[REQUIRED TASKS]:
A. According to the article on Ukraine's president-elect, why has the National Anti-Corruption Bureau not yet achieved a high-level prosecution? Answer in one to three sentences.
B. Write out everything in the article on Ukraine's president-elect from "Ukraine’s president does" down to "presumably on June 3.".

[ARTICLE]:

-- start --

Ukrainian President-elect Volodymyr Zelenskiy. RFERL

Ukraine’s presidential election — and all the drama, mudslinging, and accusations between Petro Poroshenko and Volodymyr Zelenskiy that went with it — is over.

Now it’s time to get back to governing, and there are a number of issues demanding attention from President-elect Zelenskiy, a political newbie with a billowing popular mandate but virtually no established institutional base.

By all accounts, the Ukrainian people sent a strong message in this election: They are dissatisfied with both the pace of reforms and their politicians’ efforts so far to root out corruption. The economy is still struggling, including with the consequences of the loss of control over Crimea to Russia. And a conflict in the country’s east that has already left more than 13,000 people dead since 2014 still simmers, with Moscow’s support for the armed separatists factoring into everything Kyiv does both at home and abroad.

Ukraine’s president does not head the government, but the office does wield significant influence, including veto power over parliament and the authority to appoint some senior officials. The Ukrainian president is also the commander in chief of the country’s armed forces, a crucial role given the ongoing conflict in the Donbas.

Here are some of the president-elect’s most pressing challenges once he is inaugurated, presumably on June 3.

Corruption

Nothing looms larger than corruption. According to Transparency International’s Corruption Perceptions Index 2018, Ukraine ranks 120th out of 180 surveyed nations. The problem has deep roots.

From the courts to the cop on the street, bribery is “widespread among Ukrainian public officials.” According to the London-based Chatham House, tackling corruption in Ukraine will ultimately require “consensus among the elites to change the rules of the game.”

Some anticorruption efforts have not lived up to the hype. The newly created National Anti-Corruption Bureau has yet to “achieve a high-level prosecution because of the influence of vested interests over the judiciary,” according to Chatham House. However, there are signs of hope. On April 11, Poroshenko announced the launch of a special corruption court, the High Anti-Corruption Court, that was a condition for a $3.9 billion loan from the International Monetary Fund (IMF). “Today, we see the result: 38 new judges proceed to perform their duties in the new court,” Poroshenko wrote on Twitter at the time. It will be up to the president’s office to ensure that this court’s work is not impeded.

-- end --

[PROVIDED INFORMATION]:
-- start --

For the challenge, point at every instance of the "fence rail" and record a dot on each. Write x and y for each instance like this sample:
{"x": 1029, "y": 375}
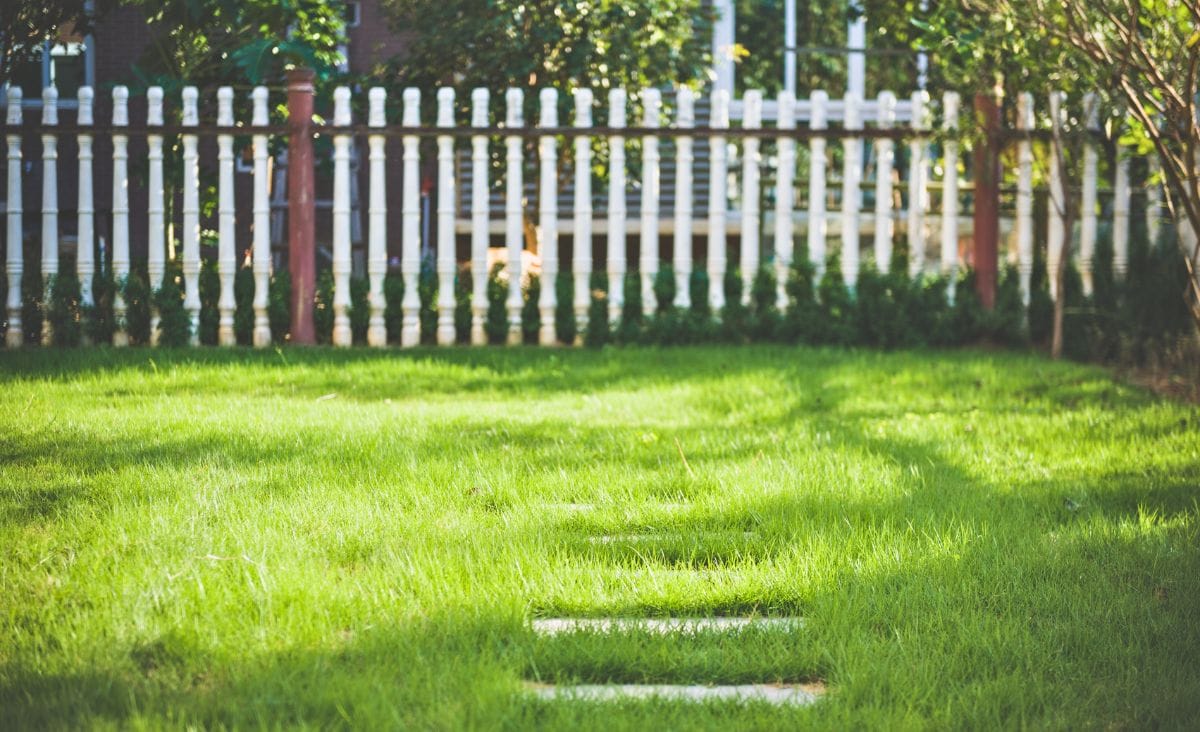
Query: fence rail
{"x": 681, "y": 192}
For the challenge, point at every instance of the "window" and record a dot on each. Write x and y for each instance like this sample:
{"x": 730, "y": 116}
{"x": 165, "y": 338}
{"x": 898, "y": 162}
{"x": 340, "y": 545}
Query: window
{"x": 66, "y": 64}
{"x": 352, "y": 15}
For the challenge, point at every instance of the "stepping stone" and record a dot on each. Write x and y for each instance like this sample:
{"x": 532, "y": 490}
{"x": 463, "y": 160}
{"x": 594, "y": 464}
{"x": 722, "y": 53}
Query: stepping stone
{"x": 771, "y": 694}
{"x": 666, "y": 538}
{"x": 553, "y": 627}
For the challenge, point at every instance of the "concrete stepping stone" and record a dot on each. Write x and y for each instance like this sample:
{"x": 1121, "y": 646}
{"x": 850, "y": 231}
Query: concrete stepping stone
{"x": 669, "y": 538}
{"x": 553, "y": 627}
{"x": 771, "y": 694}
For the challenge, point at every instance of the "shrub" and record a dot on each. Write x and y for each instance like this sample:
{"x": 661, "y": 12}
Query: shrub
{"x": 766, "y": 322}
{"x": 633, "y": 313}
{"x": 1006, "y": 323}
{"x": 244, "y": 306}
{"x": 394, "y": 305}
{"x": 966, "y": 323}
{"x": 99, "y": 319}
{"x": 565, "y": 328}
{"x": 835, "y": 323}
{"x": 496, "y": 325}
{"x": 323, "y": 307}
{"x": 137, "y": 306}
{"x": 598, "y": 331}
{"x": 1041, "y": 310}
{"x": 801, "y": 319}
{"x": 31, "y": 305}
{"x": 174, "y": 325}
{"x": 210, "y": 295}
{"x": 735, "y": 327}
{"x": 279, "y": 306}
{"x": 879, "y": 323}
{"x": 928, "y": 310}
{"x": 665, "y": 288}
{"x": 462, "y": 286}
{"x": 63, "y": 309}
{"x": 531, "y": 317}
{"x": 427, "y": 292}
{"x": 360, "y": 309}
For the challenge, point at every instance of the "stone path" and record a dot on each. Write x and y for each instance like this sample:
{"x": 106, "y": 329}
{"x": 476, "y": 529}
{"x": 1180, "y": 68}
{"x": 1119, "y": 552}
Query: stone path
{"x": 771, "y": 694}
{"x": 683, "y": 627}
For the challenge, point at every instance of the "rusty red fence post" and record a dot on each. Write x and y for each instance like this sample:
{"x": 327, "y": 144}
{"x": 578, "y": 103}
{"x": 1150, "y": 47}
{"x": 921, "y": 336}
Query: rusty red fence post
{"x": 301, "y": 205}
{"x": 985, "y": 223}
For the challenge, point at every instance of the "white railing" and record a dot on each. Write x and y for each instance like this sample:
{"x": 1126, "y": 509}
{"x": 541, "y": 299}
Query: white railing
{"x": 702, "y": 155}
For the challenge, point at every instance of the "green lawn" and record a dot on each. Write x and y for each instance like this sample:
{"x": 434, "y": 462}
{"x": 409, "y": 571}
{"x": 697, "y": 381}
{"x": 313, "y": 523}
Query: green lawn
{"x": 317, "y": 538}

-- end --

[EXPECTED RESULTS]:
A. Chatham House says the bureau has not achieved a high-level prosecution because vested interests hold influence over the judiciary.

B.
Ukraine’s president does not head the government, but the office does wield significant influence, including veto power over parliament and the authority to appoint some senior officials. The Ukrainian president is also the commander in chief of the country’s armed forces, a crucial role given the ongoing conflict in the Donbas.

Here are some of the president-elect’s most pressing challenges once he is inaugurated, presumably on June 3.